Task statement: Turn every line of the listing below into a numbered list, leaving out any blank lines.

Exercise materials:
## START

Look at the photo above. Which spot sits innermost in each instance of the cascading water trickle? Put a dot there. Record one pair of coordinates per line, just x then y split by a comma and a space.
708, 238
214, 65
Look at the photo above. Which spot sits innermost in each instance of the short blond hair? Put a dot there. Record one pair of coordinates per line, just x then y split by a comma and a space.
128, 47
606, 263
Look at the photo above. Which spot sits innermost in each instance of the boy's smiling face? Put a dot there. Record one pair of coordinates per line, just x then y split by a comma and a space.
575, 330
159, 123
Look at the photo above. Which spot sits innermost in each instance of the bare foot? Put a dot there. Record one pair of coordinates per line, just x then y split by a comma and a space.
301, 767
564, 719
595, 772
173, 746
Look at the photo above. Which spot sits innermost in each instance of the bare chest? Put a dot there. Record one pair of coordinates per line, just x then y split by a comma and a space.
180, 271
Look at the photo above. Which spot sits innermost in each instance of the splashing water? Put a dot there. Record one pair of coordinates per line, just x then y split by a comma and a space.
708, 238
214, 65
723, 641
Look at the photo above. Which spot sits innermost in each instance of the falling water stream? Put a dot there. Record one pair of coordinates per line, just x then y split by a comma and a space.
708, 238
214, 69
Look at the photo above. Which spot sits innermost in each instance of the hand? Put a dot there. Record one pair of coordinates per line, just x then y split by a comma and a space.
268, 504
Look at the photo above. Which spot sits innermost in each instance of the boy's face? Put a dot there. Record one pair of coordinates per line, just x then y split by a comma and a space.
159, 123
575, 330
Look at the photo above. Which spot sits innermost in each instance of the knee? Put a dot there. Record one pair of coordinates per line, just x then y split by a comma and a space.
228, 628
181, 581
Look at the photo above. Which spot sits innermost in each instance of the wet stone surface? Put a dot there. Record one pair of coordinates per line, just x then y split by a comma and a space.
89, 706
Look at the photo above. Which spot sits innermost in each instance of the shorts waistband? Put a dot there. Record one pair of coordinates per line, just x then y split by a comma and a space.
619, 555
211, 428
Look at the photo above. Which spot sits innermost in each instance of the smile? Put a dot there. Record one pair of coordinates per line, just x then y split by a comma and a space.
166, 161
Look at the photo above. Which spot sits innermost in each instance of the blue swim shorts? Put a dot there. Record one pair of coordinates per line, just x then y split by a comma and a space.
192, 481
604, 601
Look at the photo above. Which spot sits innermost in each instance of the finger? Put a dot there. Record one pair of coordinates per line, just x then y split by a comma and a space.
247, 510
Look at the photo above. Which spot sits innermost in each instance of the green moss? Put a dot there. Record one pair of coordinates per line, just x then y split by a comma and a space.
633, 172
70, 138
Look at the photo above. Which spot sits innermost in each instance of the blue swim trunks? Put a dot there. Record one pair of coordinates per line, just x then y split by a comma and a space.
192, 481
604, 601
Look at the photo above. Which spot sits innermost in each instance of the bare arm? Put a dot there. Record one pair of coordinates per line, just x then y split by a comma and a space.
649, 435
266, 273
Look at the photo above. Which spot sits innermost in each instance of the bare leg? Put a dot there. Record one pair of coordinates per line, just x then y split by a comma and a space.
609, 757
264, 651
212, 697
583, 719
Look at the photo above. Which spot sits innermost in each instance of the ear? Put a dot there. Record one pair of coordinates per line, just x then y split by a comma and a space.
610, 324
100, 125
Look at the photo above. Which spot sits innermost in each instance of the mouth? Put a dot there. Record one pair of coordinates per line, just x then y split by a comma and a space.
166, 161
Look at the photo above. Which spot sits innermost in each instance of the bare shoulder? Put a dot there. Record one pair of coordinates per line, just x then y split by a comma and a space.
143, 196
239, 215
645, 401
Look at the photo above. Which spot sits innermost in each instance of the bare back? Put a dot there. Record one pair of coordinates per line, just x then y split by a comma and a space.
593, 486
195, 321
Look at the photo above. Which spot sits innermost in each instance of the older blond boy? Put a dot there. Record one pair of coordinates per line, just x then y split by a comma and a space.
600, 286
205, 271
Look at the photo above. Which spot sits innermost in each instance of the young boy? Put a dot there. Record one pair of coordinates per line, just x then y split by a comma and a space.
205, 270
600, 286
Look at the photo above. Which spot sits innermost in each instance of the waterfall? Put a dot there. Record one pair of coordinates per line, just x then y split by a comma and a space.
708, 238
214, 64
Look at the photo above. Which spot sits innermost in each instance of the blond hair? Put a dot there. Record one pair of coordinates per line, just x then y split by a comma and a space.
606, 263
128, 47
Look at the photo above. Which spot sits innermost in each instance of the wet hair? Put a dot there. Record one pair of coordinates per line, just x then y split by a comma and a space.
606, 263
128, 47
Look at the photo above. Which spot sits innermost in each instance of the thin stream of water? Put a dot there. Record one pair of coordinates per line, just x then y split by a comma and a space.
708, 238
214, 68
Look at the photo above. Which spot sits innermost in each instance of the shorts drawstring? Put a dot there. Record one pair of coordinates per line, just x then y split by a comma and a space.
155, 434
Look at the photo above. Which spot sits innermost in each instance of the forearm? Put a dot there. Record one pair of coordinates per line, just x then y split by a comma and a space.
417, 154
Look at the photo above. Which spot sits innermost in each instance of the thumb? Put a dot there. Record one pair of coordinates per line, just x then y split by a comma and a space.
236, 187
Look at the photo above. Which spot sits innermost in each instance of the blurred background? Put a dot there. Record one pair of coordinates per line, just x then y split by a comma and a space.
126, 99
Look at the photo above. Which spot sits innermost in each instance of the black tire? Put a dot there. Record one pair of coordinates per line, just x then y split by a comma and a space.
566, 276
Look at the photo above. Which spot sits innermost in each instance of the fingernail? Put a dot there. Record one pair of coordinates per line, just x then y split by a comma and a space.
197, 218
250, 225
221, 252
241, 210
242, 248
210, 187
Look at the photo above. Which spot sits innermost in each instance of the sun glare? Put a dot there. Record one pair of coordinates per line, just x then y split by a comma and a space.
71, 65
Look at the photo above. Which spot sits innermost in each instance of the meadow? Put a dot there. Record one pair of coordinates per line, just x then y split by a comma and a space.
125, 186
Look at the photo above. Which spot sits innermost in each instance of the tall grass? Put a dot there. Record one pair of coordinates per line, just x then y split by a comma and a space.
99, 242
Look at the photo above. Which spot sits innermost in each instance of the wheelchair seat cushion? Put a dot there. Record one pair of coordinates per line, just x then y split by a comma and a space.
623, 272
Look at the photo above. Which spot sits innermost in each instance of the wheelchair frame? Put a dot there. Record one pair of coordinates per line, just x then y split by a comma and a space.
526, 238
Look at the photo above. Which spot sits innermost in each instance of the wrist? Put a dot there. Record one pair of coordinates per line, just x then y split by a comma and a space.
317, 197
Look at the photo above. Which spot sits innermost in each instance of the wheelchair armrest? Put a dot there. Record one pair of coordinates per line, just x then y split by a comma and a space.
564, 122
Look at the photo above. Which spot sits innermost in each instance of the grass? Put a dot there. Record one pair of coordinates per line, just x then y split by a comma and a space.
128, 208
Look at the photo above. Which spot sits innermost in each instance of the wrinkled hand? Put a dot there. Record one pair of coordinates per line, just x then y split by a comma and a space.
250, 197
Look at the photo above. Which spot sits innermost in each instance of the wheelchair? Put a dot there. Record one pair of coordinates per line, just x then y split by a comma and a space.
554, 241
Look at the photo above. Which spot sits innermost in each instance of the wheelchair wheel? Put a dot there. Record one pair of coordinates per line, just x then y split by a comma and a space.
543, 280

## END

Correct answer:
1. Look at the photo above. Which spot sits innermost in each instance of the cascading water trickle? Put a dot there. Record one pair of coordinates per line, just x then y split by a comma and a space.
2. 708, 238
3. 214, 65
4. Look at the photo above. Which spot sits innermost in each instance of the short blond hair? Put a dot there. Record one pair of coordinates per line, just x then y split by a comma and a space.
5. 128, 47
6. 606, 263
7. Look at the photo above. Which spot sits innermost in each instance of the boy's smiling face? Put a dot there. Record one pair of coordinates per line, just x then y split by a comma and a space.
8. 575, 330
9. 159, 123
10. Look at the photo above. Which spot sits innermost in each instance of the bare foot? Put a dot there. Record one pair of coordinates per line, just x then y split by a comma and a space.
11. 301, 767
12. 564, 719
13. 595, 772
14. 173, 746
15. Look at the photo above. Which spot sits innermost in each instance of the bare chest? Put a dot there. Record one pair of coordinates per line, just x then y split by a comma and a space.
16. 180, 271
17. Look at the photo above. Which spot sits innermost in each instance of the splashing water? Put a dot there. Record one pair of coordinates per line, just x then y split by a comma and a space.
18. 708, 238
19. 214, 65
20. 723, 641
21. Look at the photo above. Which spot sits innermost in each instance of the falling water stream? Put a dot there. Record one pair of coordinates per line, just x then y split by a comma and a space.
22. 708, 238
23. 214, 69
24. Look at the photo above. Which spot sits innermost in each instance of the hand? Put a dot there. Record one pair of coordinates per line, just x then y split by a comma and a space.
25. 268, 504
26. Look at the photo above. Which spot sits innermost in each instance of the boy's face? Put a dot there. Record one pair of coordinates per line, just x then y split by a comma and a space.
27. 159, 123
28. 575, 330
29. Look at the photo above. Which spot sits innermost in each instance of the knee? Put a dot there. Record one pair of coordinates per line, just x then y split by a comma and a space.
30. 228, 628
31. 181, 581
32. Look at the photo above. Which spot sits innermost in each instance of the wet stone surface? Put a dot there. Record one pair of coordinates per line, just x then y split by a comma and a space.
33. 89, 706
34. Look at the photo above. Which spot sits innermost in each instance of the shorts waistband? Put a dot there. Record one pair of coordinates per line, just x then y split by a comma and a space.
35. 619, 555
36. 211, 428
37. Look at the photo above. Which spot sits innermost in each instance of the smile? Put a dot there. Record one pair of coordinates per line, just x then y split by a comma and a space.
38. 166, 161
39. Look at the photo above. Which spot sits innermost in each instance of the blue swim shorts? Put a dot there. Record one pair of coordinates per line, just x then y split by a comma and a space.
40. 192, 481
41. 604, 601
42. Look at the photo above. Which spot sits innermost in each instance of the finger? Put a dot there. Record one pair of coordinates per line, just x then y split by a comma and a space.
43. 247, 510
44. Look at the photo above. Which spot sits innermost in each instance of the green moss? Put a dot there. Record one pair of coordinates per line, just x then y split by a comma and a space.
45. 633, 172
46. 70, 138
47. Look at the photo above. Which spot sits innermost in each instance of the blue swim trunks? Put a dot there. Record one pair of coordinates per line, just x then y split by a comma and a space.
48. 192, 481
49. 604, 601
50. Look at the photo above. Which spot sits innermost in each instance of the bare arm? Put a dot there. Record one pair of coordinates per line, just x then y split by a comma and a space.
51. 649, 435
52. 266, 273
53. Look at the photo above. Which spot sits innermost in each instance of the bare leg? Put a dot there. Record one pair of coordinates per line, just x then y split by a comma and a space.
54. 609, 757
55. 264, 651
56. 212, 697
57. 583, 719
58. Look at the photo above. Which spot sits innermost in each instance of the ear? Put a dot there. Record one pair of coordinates per line, just x then y split by a comma and a space.
59. 610, 324
60. 100, 125
61. Look at the photo above. Which spot sits innermost in each instance of the mouth? Put a dot there. Record one pair of coordinates per line, just x then y split by a comma and a space.
62. 166, 161
63. Look at the photo above. Which spot sits innermost in each instance of the bare shoulder? Put a dot there. Record one pair of coordinates per line, just x then y split by a comma and a space.
64. 143, 196
65. 239, 215
66. 645, 401
67. Look at the photo above. Which spot sits innermost in each instance of the bare back? Put a dot there. Record one pair of coordinates per line, just x then y split by a comma and a space.
68. 593, 486
69. 195, 321
70. Look at the photo above. Which spot sits innermost in each instance of the older blond boy? Put a dot there. Record one pair of coordinates per line, just x then y split by a comma and a space.
71. 600, 286
72. 205, 271
73. Look at the photo above. Which spot sits innermost in each instance of the young boy? Put a dot there. Record one pair of coordinates per line, just x then y split by a comma and a space.
74. 205, 270
75. 600, 286
76. Look at the photo above. Which spot sits innermost in each instance of the waterfall? Put a dot there. Record one pair of coordinates per line, just x then y split by a comma and a space.
77. 708, 238
78. 214, 64
79. Look at the photo above. Which spot sits innermost in each instance of the blond hair? Put a dot there. Record one pair of coordinates per line, just x then y split by a comma and a space.
80. 606, 263
81. 128, 47
82. Look at the photo above. Which spot sits innermost in each instance of the wet hair? Put a dot there. Record one pair of coordinates per line, just x then y split by a comma and a space.
83. 606, 263
84. 128, 47
85. Look at the photo above. Which spot sits innermost in each instance of the thin stream of water? Put a dot there. Record one pair of coordinates per line, just x then y split by a comma and a space.
86. 708, 238
87. 214, 68
88. Look at the photo above. Which spot sits innermost in each instance of the shorts drawstring? Put a dot there. Record one pair of coordinates per line, just x then y split by a comma and a space.
89. 155, 434
90. Look at the photo above. Which spot sits innermost in each instance of the forearm? Put a dot there. Record one pair of coordinates per line, just x then y split by a comma and a space.
91. 417, 154
92. Look at the photo above. Which spot sits innermost in each instance of the thumb? Put a dot there. Record one pair of coordinates per line, just x then y split by a comma and a space.
93. 236, 187
94. Look at the photo above. Which spot sits innermost in each instance of the blurred background? Put a dot there. Record one pair of coordinates per line, just x then y split by a comma and a space.
95. 126, 99
96. Look at the photo above. Which spot sits innermost in each instance of the black tire? Put a dot there. Record one pair of coordinates per line, just x then y split by a comma and a space.
97. 566, 276
98. Look at the photo above. Which spot sits innermost in each instance of the fingernail? Put a dot there. Record one pair of coordinates per line, just x then y split by a comma and a space.
99. 197, 218
100. 250, 225
101. 221, 252
102. 241, 210
103. 242, 248
104. 210, 187
105. Look at the photo above. Which spot sits innermost in each instance of the sun glare? Put a dot there. Record one pair of coordinates per line, just x then y split by a comma and a space.
106. 71, 65
107. Look at the photo above. Which spot sits innermost in each instance of the meadow? Put a dot there. Record one pair of coordinates per line, just x then y split by a comma and a space.
108. 125, 186
109. Look at the photo above. Which spot sits innermost in each instance of the tall grass? Put a dot there. Record one pair of coordinates per line, just x then y split by a comma and a space.
110. 99, 242
111. Look at the photo above. Which spot sits innermost in each instance of the wheelchair seat cushion? Put a dot there. Record one pair of coordinates per line, just x then y split by a comma and a space.
112. 623, 272
113. Look at the photo above. Which spot sits innermost in each instance of the wheelchair frame? Put a dot there. Record one pair of coordinates per line, just x then y split by a comma and a space.
114. 526, 238
115. Look at the photo above. Which spot sits innermost in each instance of the wrist? Put a dot there. Record one pair of coordinates per line, just x then y split by a comma and a space.
116. 317, 197
117. Look at the photo above. Which spot sits innermost in each instance of the wheelchair armrest? Put a dot there. Record one pair of coordinates per line, just x then y split by a comma and a space.
118. 564, 122
119. Look at the photo above. Which spot sits innermost in each instance of the grass? Put a dot there. Record one pair of coordinates per line, just x then y split by a comma and a space.
120. 128, 208
121. Look at the photo above. Which spot sits innermost in each instance of the wrinkled hand? Put a dot there. Record one pair of coordinates per line, just x then y split by a comma and a space.
122. 250, 197
123. Look at the photo above. Which spot sits innermost in each instance of the wheelchair? Put a dot there. Record one pair of coordinates per line, just x then y split by a comma and a space.
124. 554, 241
125. Look at the photo above. Which spot sits innermost in each instance of the wheelchair wheel? Put a dot there. Record one pair of coordinates per line, just x then y split by a comma and a space.
126. 543, 280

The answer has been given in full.